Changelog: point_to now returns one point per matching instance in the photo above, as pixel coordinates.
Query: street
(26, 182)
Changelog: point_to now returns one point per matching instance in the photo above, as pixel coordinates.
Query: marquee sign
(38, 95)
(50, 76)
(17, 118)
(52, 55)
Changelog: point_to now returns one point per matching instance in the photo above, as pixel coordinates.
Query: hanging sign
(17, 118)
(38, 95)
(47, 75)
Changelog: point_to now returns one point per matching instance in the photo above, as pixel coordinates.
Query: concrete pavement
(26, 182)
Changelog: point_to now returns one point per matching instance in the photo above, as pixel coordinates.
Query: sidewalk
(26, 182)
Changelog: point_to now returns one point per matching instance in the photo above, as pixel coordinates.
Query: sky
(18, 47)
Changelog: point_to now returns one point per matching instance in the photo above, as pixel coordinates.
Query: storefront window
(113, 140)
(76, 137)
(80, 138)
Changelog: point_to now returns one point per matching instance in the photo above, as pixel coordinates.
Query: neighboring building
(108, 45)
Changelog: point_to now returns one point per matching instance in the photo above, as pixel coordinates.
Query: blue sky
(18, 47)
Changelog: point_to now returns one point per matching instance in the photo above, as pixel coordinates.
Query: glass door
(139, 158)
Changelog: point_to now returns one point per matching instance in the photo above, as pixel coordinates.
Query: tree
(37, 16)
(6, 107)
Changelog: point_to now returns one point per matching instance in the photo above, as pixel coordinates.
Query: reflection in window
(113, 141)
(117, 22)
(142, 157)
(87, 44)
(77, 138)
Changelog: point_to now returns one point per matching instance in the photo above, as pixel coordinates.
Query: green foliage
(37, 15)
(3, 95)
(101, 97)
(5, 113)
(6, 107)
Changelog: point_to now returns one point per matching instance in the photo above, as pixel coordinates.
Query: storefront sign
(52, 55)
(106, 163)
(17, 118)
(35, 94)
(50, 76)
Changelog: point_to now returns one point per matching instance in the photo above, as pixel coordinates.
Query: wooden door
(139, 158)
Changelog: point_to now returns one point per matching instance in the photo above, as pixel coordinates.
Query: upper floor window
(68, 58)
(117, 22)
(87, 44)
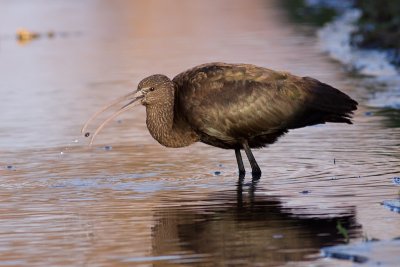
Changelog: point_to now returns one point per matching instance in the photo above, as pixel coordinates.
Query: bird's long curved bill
(134, 97)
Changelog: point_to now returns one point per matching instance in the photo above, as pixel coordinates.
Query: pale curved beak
(133, 97)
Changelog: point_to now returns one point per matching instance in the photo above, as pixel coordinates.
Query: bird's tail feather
(326, 104)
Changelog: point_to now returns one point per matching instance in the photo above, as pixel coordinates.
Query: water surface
(129, 201)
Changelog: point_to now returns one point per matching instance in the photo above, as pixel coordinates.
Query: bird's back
(226, 103)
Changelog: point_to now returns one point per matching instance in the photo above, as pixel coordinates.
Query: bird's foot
(256, 174)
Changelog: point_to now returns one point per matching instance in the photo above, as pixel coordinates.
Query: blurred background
(129, 201)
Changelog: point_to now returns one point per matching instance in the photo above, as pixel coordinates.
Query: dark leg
(242, 171)
(255, 170)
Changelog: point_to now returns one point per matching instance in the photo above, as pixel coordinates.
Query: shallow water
(129, 201)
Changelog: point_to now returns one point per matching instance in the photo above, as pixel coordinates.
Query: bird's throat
(167, 131)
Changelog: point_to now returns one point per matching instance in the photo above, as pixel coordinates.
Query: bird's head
(155, 89)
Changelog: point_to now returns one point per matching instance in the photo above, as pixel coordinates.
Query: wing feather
◇ ◇ ◇ ◇
**Exercise description**
Please return the listing above exactly and leave every picture out.

**Answer box**
Changelog: point_to now returns one point per matching instance in the photo above, as pixel coordinates.
Query: street
(26, 182)
Changelog: point_to now returns one point per matching instance in the photo above, as pixel coordinates.
Query: marquee sign
(38, 95)
(50, 76)
(17, 118)
(52, 55)
Changelog: point_to now returns one point per matching instance in the photo above, as pixel coordinates.
Query: hanging sign
(17, 118)
(38, 95)
(47, 75)
Changelog: point_to now returns one point per matching instance in the photo above, as pixel coordinates.
Query: concrete pavement
(26, 182)
Changelog: point_to now returns one point per matching instance in the photo above, as pixel coordinates.
Query: sidewalk
(26, 182)
Changelog: point_to now returns one point per matching instance in the photo above, as pixel coordinates.
Query: sky
(18, 47)
Changelog: point_to now returns one point per matching instance in the photo above, as pixel coordinates.
Query: storefront window
(113, 140)
(76, 137)
(80, 138)
Changelog: point_to now returns one point per matching instance in the photo above, as pixel coordinates.
Query: neighboring building
(108, 45)
Changelog: point_to now returns one point per matching instance in the photo above, as pixel coordinates.
Query: blue sky
(18, 47)
Changelog: point_to now returns one point per matching instance in the photo above, as pixel coordinates.
Query: glass door
(139, 158)
Changelog: point_to now returns one point per matching instance in the photo above, as pixel coordinates.
Query: tree
(37, 16)
(6, 107)
Changelog: point_to now returns one point per matching instance in the photo above, as pixel coordinates.
Query: reflection in window
(113, 141)
(117, 22)
(142, 157)
(87, 44)
(77, 138)
Changelog: point_to now returns one point per matching instance in the photo above, as pixel coordinates.
Query: green foliage
(37, 15)
(3, 95)
(101, 97)
(5, 113)
(6, 107)
Changelog: point_to now returns one point per matching instance in the photo above, as pixel coordinates.
Query: storefront sign
(52, 55)
(106, 163)
(17, 118)
(35, 94)
(50, 76)
Changelog: point_to now returns one point per matching instance in the photo above, as pixel coordinates.
Query: wooden door
(139, 158)
Changelog: point_to now returns one point per matching instance in the photo above, as pixel coordinates.
Query: upper floor window
(68, 58)
(117, 22)
(87, 44)
Changelog: point_to now returns one point per matching instance in the photo above, as pixel coordinates.
Query: bird's long curved bill
(134, 97)
Changelog: point_to now returns one point per matching instance in the photo above, as pixel coordinates.
Query: pale curved beak
(133, 97)
Changelog: point_to now returns one point per matching instance in the photo above, as pixel coordinates.
Query: bird's tail feather
(326, 104)
Changelog: point_to now returns one point per matching instance in the photo above, as pixel coordinates.
Query: water surface
(129, 201)
Changelog: point_to now returns one point per matching instance in the photo above, as pixel coordinates.
Query: bird's back
(226, 103)
Changelog: point_to now returns one point per matching instance in the photo above, as pixel coordinates.
Query: bird's foot
(256, 174)
Changelog: point_to now returns one point per matching instance in the photo above, as pixel coordinates.
Query: blurred background
(129, 201)
Changelog: point_to now returns one point per matching instance in the photo above, as pixel coordinates.
Query: dark leg
(242, 171)
(255, 170)
Changelog: point_to now returns one point per matching instance in the photo above, as pixel coordinates.
Query: shallow water
(129, 201)
Changelog: point_to now returns one point per matching instance in the photo above, as pixel coordinates.
Query: bird's throat
(167, 131)
Changelog: point_to now returns one point per matching instance in the photo above, as pixel coordinates.
Query: bird's head
(155, 89)
Changelog: point_to now returns one point per matching instance in the photo above, as pixel coordinates.
Query: wing feather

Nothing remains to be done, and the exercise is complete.